Records for this task -
■ ■ ■ ■ ■ ■ ■

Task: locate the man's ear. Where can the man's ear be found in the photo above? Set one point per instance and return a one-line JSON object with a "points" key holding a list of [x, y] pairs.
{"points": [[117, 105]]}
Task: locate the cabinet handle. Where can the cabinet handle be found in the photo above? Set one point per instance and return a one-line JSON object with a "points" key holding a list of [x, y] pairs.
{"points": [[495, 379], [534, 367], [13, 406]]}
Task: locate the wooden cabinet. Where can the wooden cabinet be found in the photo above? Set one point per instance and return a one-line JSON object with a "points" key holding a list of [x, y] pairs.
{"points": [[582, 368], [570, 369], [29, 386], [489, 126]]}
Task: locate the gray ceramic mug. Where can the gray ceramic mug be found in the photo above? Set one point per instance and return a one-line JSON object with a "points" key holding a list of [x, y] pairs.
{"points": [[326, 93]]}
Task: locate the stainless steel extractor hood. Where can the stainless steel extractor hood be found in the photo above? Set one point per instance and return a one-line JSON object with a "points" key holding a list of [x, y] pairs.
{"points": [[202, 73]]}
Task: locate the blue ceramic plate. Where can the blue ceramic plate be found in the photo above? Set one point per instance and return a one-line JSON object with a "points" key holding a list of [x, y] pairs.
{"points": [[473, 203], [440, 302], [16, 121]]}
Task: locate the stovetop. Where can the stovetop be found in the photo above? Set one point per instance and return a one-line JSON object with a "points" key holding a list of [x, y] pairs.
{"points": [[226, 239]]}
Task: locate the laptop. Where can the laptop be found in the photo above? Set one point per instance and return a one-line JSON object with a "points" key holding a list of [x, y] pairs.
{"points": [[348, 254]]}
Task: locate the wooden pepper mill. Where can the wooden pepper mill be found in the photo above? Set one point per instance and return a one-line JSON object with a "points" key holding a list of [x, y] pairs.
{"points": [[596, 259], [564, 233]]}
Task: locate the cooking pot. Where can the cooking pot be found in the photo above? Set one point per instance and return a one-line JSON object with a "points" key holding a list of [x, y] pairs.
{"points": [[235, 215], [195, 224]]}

■ ■ ■ ■ ■ ■ ■

Set task -
Reproduce the rows above word for word, starting at the line that contains "Task: locate the cooking" and continuing through the last of the rows.

Task answer -
Task: locate the cooking pot. Where can the cooking pot be found in the photo above? Set one point per instance and return a one-line JSON object with a "points" key holding a list of [x, y] pairs.
{"points": [[235, 215], [195, 224]]}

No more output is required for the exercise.